WRITTEN TASK
Count the lines of the records below that contain the string "wooden", with uppercase and lowercase treated as different. Give only the number.

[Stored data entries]
- - - -

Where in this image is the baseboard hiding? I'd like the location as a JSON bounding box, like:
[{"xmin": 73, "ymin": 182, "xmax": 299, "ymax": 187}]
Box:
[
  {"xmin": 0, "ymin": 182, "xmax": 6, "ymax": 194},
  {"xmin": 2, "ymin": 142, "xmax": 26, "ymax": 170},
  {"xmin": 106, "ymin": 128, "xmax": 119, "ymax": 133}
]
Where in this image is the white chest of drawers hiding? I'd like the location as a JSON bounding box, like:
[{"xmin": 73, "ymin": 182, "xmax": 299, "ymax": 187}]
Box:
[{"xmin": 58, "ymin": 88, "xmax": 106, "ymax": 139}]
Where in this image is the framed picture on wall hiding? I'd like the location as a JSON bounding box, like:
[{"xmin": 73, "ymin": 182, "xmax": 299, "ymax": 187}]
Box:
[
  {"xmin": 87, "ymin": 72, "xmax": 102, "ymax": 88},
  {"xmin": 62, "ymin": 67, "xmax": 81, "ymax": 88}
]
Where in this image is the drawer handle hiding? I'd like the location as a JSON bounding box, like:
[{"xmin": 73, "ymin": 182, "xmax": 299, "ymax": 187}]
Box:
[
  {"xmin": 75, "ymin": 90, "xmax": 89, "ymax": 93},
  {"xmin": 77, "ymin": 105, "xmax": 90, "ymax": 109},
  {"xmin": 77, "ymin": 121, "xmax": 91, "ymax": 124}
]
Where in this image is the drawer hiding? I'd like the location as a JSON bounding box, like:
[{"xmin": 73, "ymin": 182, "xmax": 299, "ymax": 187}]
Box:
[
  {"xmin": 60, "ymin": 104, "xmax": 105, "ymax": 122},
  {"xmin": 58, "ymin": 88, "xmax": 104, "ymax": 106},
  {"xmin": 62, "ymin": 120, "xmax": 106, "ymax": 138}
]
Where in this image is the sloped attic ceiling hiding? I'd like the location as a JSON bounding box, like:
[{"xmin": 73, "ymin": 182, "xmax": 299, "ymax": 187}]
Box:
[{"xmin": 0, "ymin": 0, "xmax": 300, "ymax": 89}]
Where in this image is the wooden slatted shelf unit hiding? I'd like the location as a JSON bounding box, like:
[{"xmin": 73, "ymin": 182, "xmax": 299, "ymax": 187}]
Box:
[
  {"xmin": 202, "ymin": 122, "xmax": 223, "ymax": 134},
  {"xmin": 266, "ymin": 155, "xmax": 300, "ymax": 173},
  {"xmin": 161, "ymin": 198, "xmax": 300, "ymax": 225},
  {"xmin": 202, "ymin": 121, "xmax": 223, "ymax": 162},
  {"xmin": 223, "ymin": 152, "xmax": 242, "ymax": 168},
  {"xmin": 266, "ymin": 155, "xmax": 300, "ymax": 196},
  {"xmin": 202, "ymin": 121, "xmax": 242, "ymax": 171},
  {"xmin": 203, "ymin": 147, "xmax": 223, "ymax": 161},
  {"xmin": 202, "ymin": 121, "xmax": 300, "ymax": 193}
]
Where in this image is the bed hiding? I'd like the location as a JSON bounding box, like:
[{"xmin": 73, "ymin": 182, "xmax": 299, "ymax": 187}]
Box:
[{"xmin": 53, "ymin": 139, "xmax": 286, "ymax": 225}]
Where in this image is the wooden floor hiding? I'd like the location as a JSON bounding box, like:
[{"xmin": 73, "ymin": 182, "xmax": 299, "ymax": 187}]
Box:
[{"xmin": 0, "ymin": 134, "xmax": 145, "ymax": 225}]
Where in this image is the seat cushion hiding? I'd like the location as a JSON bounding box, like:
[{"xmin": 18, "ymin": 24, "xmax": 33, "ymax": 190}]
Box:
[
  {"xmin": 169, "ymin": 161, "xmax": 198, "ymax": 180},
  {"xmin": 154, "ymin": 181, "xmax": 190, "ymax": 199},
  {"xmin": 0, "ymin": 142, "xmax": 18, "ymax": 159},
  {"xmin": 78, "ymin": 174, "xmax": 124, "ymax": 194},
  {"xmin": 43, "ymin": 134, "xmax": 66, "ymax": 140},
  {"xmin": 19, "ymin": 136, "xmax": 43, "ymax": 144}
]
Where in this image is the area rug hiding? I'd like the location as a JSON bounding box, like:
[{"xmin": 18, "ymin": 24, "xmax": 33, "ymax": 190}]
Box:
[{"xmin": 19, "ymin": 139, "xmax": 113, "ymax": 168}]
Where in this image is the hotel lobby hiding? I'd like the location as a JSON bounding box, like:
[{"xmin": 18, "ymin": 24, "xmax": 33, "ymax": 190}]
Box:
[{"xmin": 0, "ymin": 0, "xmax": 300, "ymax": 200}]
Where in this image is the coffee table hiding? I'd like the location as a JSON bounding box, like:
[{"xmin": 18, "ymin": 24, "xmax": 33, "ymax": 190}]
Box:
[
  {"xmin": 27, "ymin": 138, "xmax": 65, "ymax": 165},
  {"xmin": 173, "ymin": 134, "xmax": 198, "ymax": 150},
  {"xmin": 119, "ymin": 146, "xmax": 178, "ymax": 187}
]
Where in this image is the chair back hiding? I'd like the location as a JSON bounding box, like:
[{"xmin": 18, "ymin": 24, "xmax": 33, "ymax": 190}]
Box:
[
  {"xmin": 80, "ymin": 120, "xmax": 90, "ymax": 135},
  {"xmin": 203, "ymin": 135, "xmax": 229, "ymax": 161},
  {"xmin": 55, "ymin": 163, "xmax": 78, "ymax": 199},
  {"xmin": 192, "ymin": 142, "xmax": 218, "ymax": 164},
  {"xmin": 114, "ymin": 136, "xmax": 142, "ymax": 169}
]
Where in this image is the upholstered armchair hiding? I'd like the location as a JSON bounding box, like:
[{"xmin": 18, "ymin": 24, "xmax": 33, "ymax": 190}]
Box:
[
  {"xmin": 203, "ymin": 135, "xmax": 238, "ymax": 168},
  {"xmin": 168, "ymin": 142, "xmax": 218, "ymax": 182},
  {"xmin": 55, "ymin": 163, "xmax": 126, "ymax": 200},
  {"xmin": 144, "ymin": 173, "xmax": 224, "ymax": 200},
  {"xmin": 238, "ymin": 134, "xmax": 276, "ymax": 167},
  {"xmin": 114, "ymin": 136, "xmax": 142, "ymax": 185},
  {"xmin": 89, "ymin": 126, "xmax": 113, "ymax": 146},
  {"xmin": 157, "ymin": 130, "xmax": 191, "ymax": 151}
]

- - - -

WRITTEN ANSWER
2